__MATERIAL FOR THE TASK__:

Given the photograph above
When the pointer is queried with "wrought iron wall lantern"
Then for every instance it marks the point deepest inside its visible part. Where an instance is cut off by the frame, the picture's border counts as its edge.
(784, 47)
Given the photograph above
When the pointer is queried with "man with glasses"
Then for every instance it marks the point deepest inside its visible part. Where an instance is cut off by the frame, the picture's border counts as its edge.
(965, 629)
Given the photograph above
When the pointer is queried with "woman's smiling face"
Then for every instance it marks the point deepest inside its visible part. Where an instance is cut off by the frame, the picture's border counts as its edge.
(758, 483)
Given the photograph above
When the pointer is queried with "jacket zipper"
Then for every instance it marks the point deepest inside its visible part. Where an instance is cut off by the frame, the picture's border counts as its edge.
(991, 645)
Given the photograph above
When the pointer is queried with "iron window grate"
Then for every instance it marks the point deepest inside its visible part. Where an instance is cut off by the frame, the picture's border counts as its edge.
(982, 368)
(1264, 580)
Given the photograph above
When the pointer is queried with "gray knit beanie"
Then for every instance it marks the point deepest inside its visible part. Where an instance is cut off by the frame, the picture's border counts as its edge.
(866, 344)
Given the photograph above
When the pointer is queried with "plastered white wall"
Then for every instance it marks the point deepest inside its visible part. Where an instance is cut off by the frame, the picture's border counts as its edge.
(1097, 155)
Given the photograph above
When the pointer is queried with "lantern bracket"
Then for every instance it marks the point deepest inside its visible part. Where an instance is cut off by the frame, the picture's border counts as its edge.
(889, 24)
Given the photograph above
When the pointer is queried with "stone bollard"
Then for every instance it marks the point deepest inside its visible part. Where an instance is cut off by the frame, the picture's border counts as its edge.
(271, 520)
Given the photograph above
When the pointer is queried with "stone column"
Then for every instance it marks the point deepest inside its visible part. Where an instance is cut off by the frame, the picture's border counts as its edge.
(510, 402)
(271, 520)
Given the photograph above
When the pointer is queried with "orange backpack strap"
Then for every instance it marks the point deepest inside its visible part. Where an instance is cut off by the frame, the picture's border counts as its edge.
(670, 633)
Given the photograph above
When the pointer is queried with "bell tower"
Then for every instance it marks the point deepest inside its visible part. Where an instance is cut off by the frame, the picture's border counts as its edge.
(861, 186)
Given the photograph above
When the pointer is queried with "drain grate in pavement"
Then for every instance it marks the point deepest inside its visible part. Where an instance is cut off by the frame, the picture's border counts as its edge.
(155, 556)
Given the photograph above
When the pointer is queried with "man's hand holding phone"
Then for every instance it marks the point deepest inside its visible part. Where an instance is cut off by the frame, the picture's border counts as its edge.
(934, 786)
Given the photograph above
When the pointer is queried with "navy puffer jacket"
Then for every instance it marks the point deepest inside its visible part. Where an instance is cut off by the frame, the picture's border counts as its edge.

__EXERCISE INSTRUCTIONS__: Every record shown above should be set down again exactly.

__YOUR SOLUTION__:
Given the photograph above
When the pointer is queried with "wrought iron wall lantern"
Then for every instance it marks the point deepest inside its visible part. Where an instance is cut off by the frame, the picture's border counts as its edge.
(784, 47)
Given the photograph above
When the pointer is queried with "man with glasses"
Then for every instance it marks the point deepest inside its visible part. Where an instance is cut off by the frame, the picture's border counts as its edge.
(965, 629)
Given the photograph above
When the pointer is queried with "woman's smiling face"
Then for every instance it marks the point deepest inside its visible part. Where an instance is cut off by the frame, the picture's border counts as its edge.
(758, 483)
Given the photograph above
When the pointer is queried with "jacket zipper"
Then for every instance it marks the point deepest inside its visible part. Where an instance is cut off by the frame, the picture's border counts as its edge.
(991, 645)
Given the photograph above
When the pointer is queried with "iron window grate"
Then for every instance it marks the point deepest inside its visible part. Where an instance is cut off by the frame, the picture's border counts as its edge.
(982, 368)
(1264, 580)
Given the photograph above
When the pointer is queried with "gray knit beanie"
Then for every instance it marks the point deepest inside its visible part. Where an instance is cut off by the frame, the picture's border counts as its edge.
(866, 344)
Given the photograph above
When the pointer is queried with "plastered white wall"
Then for every instance it marks the point deepest inside its visible part. Where an instance is cut off by the frame, the picture's border counts as its edge.
(1097, 155)
Given the photograph above
When the pointer is queried with "lantern bracket"
Then for every instance it marks the point deepest inside its visible part. Where an instance is cut off by the frame, the picture's border counts as its edge.
(889, 24)
Given the photograph above
When the pointer is queried with "stone bollard"
Then for every instance it marks the point deepest inside its visible part. Where an instance is cut off by the frame, the picture's border counts as its edge.
(271, 520)
Given the photograph above
When the pointer is queried with "stone column"
Then for every instance it marks the point deepest inside its visible part. Where an instance is cut off by the frame, the picture's border counts as its edge.
(510, 402)
(271, 520)
Given the photograph above
When the pointer is queried with "orange backpack strap"
Then for every instance it marks the point deepest inside its visible part. Where an instance is cut off by the frame, the picture's border counts as its edge.
(670, 633)
Given the photograph above
When the pointer is queried with "bell tower"
Then for every instance it marks the point deepest inside its visible part. Where an instance is cut off by the frame, the picture's border counts as its edge.
(861, 186)
Given the photograph above
When the pointer is queried with "drain grate in pavement"
Then for every instance it marks the point deepest inside its visible part. Where an instance is cut off by the frame, the picture's border counts as its edge.
(155, 556)
Given the photograph above
When the pointer is queried with "man's hand holding phone"
Then for every instance it marks the point deepest inside its visible part. Where an instance is cut off by the frame, the picture's border counts as its edge.
(934, 786)
Given the photograph above
When the pointer is queried with "navy puffer jacket"
Then for every instance it marks the point deepest inside its visible part. Where an instance is cut off by the frame, the picture's border counts as its edge.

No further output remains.